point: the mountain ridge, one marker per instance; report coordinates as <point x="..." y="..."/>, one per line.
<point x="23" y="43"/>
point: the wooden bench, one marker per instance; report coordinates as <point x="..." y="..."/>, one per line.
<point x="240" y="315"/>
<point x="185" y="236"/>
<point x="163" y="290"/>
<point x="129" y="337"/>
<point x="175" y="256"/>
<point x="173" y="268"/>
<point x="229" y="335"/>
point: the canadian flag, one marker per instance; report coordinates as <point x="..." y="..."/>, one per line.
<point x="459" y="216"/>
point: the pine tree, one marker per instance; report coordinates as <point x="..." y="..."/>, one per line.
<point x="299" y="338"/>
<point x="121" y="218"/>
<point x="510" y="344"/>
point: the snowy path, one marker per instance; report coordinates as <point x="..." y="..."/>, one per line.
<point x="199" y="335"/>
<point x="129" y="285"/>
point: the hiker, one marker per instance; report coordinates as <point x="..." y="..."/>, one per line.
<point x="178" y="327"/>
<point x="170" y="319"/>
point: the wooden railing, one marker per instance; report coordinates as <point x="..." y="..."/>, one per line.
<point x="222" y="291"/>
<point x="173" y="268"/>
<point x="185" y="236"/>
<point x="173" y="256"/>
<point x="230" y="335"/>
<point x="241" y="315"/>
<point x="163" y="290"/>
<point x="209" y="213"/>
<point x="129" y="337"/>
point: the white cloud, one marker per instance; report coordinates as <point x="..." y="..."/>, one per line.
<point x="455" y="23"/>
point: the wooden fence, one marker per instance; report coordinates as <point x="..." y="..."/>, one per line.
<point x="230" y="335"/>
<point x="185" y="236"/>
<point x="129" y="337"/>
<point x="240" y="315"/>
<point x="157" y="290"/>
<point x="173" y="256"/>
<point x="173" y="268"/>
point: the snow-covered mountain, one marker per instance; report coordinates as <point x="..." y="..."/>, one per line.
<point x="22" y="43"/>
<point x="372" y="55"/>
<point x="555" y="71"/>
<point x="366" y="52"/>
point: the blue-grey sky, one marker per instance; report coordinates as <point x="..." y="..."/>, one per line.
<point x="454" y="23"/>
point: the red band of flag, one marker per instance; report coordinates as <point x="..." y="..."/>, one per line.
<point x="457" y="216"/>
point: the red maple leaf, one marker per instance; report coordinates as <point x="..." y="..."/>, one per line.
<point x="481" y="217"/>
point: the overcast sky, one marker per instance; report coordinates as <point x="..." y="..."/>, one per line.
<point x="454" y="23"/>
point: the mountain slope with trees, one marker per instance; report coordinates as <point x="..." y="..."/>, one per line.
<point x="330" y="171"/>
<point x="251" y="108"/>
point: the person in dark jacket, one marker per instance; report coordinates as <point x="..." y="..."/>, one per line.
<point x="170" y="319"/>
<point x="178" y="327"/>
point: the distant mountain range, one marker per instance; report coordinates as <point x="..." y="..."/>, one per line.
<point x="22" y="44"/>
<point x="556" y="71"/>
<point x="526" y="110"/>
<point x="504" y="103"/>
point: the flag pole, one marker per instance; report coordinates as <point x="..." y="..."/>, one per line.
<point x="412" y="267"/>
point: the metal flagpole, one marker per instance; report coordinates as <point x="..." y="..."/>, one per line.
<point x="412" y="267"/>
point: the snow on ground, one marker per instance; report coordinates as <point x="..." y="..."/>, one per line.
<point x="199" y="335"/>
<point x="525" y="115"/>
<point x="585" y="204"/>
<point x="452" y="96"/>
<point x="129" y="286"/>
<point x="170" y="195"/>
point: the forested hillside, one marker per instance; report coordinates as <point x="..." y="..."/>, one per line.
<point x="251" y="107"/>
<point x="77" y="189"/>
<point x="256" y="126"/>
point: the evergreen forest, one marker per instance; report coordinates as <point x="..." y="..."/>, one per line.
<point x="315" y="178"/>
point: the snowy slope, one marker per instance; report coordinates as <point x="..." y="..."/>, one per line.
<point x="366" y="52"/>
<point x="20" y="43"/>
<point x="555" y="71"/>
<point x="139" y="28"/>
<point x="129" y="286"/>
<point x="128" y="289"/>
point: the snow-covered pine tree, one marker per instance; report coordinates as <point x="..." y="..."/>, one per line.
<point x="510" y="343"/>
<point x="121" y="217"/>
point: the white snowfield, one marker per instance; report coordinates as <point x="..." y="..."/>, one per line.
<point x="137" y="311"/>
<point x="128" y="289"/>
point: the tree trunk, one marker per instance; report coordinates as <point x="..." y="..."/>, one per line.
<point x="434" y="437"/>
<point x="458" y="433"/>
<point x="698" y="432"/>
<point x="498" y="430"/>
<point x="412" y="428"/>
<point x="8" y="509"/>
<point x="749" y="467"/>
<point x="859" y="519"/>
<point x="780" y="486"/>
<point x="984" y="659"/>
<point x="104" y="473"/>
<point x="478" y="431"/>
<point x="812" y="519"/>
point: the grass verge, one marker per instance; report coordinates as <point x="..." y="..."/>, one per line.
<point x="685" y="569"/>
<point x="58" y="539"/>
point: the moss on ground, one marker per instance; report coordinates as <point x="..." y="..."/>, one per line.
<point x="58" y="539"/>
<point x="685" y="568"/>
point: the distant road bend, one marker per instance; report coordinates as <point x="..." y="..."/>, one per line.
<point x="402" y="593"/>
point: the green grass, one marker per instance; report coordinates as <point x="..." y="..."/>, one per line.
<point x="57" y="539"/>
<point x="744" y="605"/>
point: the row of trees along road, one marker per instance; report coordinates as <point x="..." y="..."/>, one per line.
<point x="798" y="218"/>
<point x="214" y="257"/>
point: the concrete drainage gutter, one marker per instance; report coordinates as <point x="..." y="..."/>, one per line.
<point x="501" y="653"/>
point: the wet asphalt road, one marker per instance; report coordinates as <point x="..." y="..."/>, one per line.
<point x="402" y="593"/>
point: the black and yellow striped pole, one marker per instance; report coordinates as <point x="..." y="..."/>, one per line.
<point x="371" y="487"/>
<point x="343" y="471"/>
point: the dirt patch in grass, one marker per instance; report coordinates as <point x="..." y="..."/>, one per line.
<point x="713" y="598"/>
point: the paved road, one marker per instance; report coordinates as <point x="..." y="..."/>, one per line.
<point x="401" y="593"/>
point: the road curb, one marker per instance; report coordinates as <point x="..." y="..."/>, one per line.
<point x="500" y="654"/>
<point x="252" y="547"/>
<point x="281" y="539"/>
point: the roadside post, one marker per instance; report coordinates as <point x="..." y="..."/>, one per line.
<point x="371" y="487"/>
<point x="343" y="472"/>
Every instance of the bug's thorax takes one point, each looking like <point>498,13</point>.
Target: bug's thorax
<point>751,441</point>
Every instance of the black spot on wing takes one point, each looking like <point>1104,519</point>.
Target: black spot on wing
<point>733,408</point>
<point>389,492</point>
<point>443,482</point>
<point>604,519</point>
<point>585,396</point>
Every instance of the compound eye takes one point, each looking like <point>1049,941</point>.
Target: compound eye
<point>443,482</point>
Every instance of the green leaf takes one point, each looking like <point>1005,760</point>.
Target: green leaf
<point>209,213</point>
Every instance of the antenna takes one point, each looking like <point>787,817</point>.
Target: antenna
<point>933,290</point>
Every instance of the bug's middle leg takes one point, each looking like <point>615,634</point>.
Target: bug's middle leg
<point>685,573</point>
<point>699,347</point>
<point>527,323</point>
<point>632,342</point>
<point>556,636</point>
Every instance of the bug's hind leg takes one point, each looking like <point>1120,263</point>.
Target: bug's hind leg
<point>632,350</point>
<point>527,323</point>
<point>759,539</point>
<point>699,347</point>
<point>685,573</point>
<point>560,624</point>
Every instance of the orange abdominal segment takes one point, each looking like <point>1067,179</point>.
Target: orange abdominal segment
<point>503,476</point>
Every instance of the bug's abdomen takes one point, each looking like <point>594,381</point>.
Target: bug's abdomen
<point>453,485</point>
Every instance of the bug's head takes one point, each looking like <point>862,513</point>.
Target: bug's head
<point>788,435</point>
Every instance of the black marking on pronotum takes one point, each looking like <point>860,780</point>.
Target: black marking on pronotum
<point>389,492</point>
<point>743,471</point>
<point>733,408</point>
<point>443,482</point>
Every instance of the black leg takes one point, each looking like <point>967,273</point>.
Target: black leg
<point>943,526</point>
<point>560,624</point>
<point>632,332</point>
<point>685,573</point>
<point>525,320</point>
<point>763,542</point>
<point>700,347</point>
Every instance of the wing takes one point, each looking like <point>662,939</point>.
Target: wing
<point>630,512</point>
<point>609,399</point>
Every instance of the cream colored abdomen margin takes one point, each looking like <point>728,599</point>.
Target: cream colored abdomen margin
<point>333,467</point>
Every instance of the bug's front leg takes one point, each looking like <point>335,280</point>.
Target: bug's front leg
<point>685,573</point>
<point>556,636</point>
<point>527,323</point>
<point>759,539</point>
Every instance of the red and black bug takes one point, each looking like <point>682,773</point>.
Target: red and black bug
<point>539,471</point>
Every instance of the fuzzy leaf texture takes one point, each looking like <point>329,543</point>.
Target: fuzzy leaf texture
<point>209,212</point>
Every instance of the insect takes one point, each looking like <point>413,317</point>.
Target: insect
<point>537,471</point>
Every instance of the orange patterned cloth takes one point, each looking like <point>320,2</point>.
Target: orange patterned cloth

▶ _INSTRUCTIONS FOR THE TASK_
Repeat nothing before the line containing "Target: red and black bug"; repeat that line and every later line of the listing exactly.

▶ _RESULT_
Target: red and black bug
<point>539,471</point>
Every instance of the fuzzy leaf texture takes one point, each looking like <point>329,543</point>.
Target: fuzzy leaf texture
<point>209,212</point>
Every instance of the insect takes one point, each looking like <point>413,317</point>.
Target: insect
<point>537,471</point>
Every instance of the orange patterned cloth takes one point, each looking like <point>320,2</point>.
Target: orange patterned cloth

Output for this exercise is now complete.